DATA START

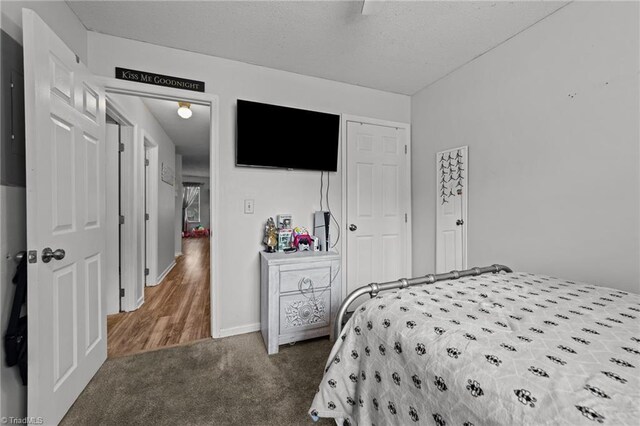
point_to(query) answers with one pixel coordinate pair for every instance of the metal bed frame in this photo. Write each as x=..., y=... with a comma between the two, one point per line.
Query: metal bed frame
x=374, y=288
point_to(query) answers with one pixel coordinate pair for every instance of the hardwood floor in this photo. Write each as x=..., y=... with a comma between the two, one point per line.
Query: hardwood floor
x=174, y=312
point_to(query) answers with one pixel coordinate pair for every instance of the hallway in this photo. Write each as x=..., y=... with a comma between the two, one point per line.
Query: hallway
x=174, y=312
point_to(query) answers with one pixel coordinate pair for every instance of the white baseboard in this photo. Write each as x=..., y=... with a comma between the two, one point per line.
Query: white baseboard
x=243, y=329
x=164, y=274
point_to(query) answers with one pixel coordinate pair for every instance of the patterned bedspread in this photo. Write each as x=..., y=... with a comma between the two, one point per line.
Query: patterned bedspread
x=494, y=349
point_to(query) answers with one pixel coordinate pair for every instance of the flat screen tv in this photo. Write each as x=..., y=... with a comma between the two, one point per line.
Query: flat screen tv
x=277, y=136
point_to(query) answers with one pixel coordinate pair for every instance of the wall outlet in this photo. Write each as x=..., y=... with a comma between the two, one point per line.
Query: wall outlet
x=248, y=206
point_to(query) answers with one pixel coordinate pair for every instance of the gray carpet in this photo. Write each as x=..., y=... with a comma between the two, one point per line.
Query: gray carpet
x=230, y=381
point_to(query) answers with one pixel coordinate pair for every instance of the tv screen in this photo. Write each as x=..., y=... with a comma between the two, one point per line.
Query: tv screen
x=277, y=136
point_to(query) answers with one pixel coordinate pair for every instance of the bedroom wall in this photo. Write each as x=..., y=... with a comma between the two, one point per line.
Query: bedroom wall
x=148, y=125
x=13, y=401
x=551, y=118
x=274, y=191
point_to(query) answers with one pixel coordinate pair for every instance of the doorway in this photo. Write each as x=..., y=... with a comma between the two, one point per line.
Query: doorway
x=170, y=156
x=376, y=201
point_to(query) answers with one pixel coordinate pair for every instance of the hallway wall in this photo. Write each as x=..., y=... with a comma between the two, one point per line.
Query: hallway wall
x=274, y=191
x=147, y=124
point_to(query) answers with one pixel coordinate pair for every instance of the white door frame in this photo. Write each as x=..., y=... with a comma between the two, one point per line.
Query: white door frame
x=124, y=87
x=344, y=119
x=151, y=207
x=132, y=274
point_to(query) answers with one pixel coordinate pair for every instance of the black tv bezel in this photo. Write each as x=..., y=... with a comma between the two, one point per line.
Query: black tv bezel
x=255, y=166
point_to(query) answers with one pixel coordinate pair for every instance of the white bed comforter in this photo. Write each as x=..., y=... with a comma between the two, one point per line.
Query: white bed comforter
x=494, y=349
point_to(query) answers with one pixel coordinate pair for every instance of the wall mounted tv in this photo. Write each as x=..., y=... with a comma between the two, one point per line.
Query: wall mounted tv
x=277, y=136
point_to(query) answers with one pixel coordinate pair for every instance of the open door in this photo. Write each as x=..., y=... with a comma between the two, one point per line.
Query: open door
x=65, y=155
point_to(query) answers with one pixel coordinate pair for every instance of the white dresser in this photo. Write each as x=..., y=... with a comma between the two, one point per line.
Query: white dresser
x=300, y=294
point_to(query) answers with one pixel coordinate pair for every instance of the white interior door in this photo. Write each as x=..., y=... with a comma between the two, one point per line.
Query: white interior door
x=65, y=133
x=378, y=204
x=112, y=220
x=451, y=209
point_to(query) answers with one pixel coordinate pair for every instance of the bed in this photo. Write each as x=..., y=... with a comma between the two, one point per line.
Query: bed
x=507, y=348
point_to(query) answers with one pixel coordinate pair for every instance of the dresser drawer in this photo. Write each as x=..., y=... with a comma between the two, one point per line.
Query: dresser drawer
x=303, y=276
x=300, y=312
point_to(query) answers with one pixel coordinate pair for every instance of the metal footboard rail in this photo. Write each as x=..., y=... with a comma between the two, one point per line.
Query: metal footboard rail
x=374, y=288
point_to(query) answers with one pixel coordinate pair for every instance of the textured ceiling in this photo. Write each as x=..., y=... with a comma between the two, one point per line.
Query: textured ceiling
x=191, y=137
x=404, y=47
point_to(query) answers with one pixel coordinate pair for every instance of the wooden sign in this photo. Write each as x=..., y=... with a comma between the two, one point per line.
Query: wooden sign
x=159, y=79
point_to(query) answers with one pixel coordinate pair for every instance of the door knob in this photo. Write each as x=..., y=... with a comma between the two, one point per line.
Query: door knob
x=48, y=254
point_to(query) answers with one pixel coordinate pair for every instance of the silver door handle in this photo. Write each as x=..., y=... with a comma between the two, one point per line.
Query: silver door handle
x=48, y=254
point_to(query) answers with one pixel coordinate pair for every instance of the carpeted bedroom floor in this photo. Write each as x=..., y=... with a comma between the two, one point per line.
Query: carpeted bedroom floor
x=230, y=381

DATA END
DATA START

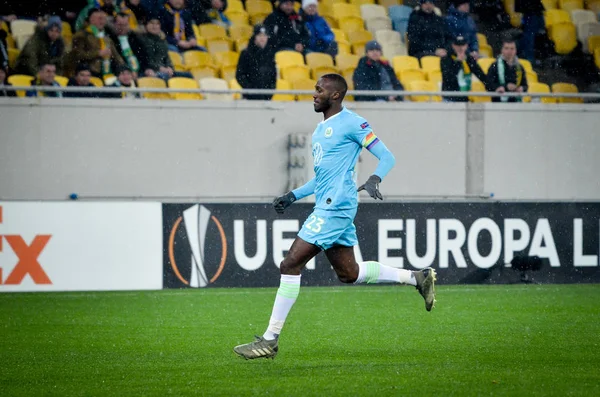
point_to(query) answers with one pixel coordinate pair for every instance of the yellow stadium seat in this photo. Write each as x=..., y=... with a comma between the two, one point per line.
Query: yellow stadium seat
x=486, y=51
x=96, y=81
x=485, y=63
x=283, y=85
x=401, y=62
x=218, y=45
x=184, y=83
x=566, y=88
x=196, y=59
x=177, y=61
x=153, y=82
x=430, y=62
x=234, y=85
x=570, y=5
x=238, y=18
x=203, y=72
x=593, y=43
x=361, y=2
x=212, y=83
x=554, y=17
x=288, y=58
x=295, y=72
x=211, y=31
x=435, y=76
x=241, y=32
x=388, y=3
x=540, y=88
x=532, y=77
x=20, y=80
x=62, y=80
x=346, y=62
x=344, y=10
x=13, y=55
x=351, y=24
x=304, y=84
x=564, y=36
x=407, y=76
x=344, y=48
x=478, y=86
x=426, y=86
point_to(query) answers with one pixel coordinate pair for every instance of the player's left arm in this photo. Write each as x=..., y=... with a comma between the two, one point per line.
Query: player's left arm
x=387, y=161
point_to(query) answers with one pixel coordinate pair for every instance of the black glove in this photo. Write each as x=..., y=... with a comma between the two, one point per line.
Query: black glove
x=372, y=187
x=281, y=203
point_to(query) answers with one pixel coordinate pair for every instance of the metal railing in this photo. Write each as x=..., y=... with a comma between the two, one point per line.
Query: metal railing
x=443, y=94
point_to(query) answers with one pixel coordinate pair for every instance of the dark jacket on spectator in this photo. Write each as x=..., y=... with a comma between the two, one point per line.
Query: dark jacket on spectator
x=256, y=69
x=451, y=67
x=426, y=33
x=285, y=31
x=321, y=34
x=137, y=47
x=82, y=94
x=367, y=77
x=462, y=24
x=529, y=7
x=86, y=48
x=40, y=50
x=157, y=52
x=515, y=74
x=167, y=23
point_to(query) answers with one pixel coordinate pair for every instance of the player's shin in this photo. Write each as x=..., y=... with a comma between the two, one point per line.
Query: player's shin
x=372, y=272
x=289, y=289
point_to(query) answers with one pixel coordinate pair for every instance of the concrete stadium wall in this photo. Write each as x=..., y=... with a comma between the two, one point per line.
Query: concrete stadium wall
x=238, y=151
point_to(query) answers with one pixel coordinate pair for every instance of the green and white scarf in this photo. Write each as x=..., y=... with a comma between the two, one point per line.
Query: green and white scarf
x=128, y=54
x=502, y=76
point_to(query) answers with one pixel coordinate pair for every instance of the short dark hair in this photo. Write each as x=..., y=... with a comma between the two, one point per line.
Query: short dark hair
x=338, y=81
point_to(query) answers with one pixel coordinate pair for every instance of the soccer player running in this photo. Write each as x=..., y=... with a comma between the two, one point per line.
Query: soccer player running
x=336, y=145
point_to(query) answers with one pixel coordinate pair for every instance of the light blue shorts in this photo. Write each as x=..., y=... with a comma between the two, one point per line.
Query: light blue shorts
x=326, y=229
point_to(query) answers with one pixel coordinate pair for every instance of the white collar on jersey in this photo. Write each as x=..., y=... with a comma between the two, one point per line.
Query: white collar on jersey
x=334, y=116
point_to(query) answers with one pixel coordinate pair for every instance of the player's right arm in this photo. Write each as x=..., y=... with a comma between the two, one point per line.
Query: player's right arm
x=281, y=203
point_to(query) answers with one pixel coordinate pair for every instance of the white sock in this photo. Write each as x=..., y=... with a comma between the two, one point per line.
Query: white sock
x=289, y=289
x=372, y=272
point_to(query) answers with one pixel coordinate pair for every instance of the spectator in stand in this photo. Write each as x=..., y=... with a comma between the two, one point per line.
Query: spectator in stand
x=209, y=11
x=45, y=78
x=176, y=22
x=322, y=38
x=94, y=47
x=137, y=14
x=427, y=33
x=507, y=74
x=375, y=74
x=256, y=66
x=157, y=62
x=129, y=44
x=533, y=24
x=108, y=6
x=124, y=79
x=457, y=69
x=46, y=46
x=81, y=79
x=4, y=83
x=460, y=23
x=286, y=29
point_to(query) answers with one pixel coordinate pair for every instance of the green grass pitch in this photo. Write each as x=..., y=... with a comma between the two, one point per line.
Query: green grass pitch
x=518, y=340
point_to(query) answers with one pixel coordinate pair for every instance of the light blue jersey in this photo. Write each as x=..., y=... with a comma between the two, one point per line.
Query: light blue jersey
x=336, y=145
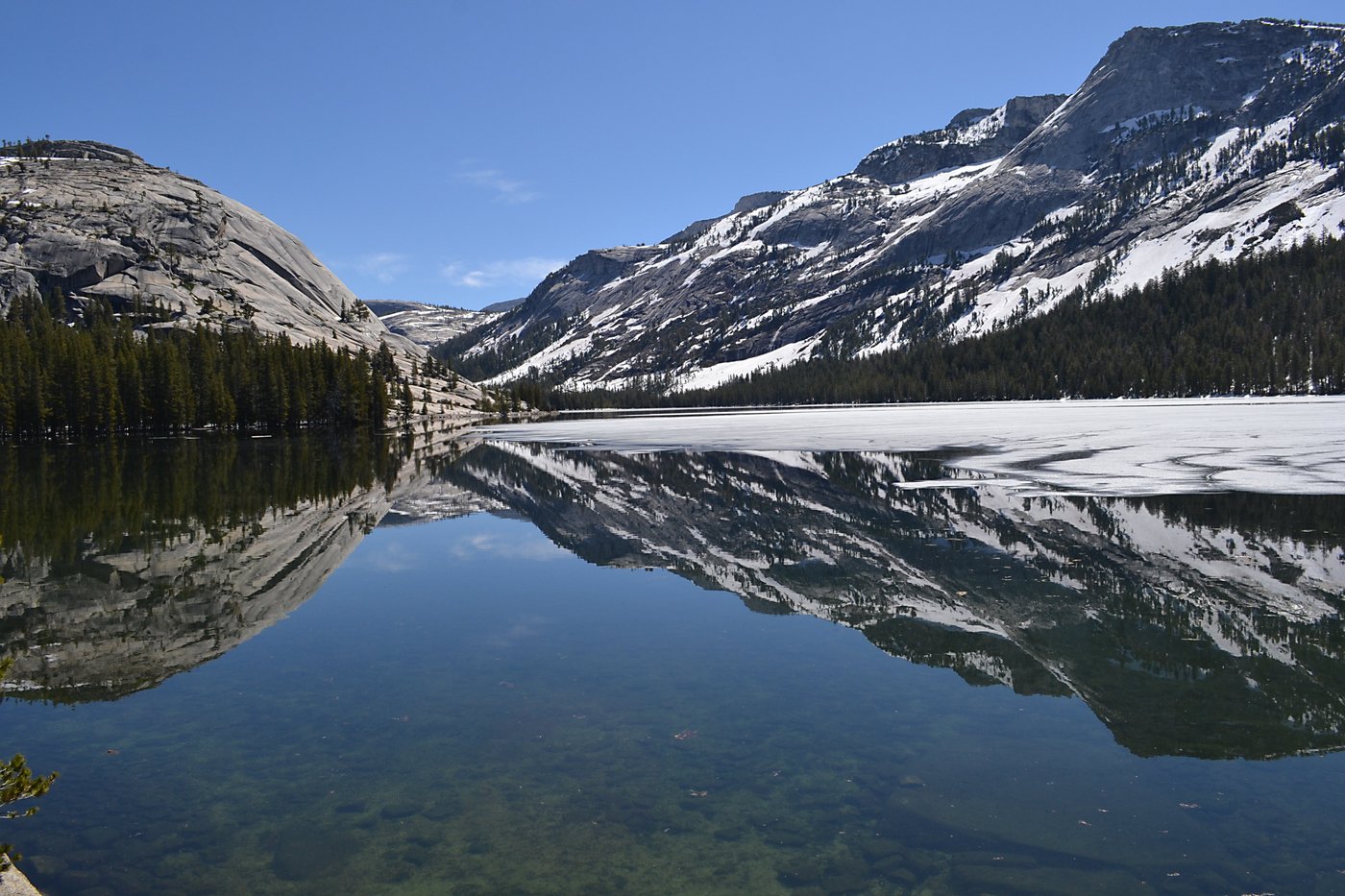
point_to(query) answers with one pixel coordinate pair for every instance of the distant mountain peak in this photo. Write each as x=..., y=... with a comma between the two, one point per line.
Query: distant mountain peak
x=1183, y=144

DATA END
DATA START

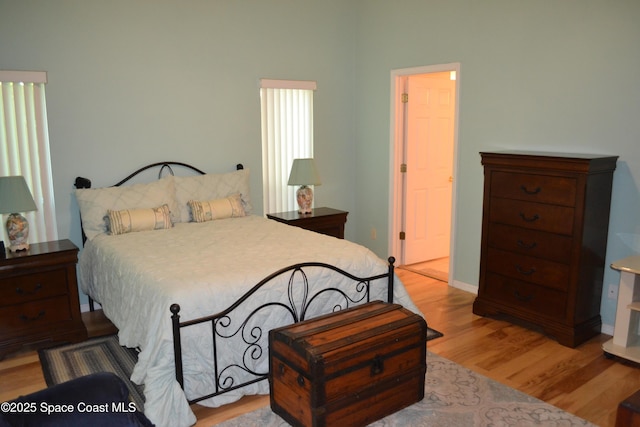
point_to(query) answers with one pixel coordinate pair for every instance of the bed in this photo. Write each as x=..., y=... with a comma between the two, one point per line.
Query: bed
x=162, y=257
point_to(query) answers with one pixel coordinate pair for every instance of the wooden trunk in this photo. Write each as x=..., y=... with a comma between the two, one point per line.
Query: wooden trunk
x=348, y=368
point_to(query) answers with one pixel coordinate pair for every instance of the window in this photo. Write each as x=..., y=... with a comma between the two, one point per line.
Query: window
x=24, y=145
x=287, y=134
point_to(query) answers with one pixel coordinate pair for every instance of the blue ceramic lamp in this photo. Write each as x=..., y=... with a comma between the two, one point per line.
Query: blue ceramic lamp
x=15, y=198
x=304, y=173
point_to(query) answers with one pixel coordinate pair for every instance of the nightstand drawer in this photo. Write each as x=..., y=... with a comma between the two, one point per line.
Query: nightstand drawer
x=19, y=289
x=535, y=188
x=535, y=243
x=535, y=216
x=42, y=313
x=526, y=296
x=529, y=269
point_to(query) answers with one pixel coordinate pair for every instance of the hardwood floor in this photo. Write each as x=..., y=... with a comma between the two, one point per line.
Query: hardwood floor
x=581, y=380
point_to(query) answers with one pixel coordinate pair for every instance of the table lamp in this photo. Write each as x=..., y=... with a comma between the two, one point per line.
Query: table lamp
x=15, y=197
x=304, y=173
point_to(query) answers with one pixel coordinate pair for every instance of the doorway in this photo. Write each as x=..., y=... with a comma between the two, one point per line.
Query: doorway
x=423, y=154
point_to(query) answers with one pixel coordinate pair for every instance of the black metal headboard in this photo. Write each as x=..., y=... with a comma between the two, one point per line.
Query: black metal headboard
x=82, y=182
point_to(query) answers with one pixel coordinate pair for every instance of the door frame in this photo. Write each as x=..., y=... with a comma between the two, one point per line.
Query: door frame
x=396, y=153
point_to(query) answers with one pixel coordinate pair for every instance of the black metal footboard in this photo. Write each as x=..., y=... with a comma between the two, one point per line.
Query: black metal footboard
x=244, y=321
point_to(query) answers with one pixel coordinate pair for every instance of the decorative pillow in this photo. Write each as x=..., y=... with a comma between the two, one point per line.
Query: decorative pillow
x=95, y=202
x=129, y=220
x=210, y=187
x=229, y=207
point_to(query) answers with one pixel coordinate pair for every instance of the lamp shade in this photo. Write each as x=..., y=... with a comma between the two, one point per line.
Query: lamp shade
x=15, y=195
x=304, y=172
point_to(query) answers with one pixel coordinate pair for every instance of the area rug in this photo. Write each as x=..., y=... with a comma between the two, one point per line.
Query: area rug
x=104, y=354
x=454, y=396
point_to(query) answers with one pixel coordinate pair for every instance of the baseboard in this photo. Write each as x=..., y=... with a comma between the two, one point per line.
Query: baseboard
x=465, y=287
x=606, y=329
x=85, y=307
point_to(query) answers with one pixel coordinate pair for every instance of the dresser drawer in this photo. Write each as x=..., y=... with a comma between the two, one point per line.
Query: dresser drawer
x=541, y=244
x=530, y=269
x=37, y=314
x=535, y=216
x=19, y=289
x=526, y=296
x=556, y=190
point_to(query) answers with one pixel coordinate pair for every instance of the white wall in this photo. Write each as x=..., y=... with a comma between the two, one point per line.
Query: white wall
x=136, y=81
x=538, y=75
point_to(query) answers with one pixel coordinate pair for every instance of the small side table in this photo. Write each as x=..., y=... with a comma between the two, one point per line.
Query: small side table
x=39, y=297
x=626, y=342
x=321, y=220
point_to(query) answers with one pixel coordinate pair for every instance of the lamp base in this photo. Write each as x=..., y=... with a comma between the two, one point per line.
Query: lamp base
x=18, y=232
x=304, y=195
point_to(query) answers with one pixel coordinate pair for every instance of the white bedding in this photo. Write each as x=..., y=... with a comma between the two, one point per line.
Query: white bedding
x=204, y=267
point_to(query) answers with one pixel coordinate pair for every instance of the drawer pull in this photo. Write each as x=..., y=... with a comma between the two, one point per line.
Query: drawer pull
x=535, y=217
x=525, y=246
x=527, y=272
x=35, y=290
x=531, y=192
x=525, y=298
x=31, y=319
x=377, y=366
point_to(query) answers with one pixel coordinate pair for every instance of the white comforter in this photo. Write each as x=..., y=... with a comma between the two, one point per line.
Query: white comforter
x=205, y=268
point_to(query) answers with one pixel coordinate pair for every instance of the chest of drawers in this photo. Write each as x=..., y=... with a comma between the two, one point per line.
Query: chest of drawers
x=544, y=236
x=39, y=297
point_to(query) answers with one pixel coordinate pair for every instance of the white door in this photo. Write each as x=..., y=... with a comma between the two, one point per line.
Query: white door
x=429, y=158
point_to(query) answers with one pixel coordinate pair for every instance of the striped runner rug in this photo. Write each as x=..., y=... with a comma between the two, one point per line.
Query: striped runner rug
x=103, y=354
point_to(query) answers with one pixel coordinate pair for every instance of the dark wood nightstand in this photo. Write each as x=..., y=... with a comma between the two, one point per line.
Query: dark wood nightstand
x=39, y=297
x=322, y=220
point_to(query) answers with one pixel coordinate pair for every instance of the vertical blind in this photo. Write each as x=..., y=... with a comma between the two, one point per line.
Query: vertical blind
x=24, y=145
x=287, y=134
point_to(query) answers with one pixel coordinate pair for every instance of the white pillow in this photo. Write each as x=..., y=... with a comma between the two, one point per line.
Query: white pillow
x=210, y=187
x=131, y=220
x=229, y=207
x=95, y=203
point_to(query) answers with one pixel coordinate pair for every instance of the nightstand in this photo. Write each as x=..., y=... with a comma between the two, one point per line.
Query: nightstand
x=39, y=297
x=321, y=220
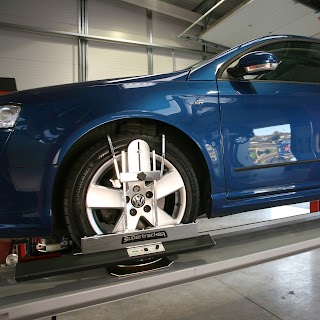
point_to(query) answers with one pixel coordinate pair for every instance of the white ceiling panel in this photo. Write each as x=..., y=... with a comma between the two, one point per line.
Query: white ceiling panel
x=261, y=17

DATA END

▸ DIRECTIONS
Starting with the line with "of the gray" above and going on through the line with "the black tv", transcribe every line exactly, both ends included, and add nothing.

▸ ANSWER AREA
point_to(query) answers with one pixel coordinate pair for every instance of the gray carpet in this photo. Write each as x=..., y=... with a comma between the two, one point per line.
Query: gray carpet
x=230, y=381
point_to(query) answers with one pixel coordinate pair for every instance of the tv screen in this photo. Write each as x=..., y=... with a comma between the two, one point per line.
Query: tv screen
x=277, y=136
point_to(query) answers with one pixel coordinate pair for every instance of the bedroom wall in this photo. Write each as x=..., y=... with a comma between the two, one point per line.
Query: bedroom wall
x=148, y=125
x=13, y=401
x=551, y=118
x=274, y=191
point_to(query) answers with one pixel coordinate pair for every instance of the doorway in this photo. Write each as x=..., y=... with a comma between the two, one point per line.
Query: doorway
x=170, y=156
x=376, y=201
point_to(query) answers with one pixel coordinate pair for every instance of the hallway wall in this photo. Write each as x=..., y=... with a comma between the two, one point per line.
Query: hallway wall
x=274, y=191
x=147, y=124
point_to(query) answers with one pixel coordinate pair for every instance of the white door frame in this photo. Write each as x=..., y=... with a comma between the two, one point per line.
Query: white door frame
x=124, y=87
x=344, y=119
x=151, y=207
x=132, y=274
point_to(query) answers with one pixel coordinate pair for every instance of the black tv bezel in this photo. Write each as x=..., y=... with a comma between the two, one point per line.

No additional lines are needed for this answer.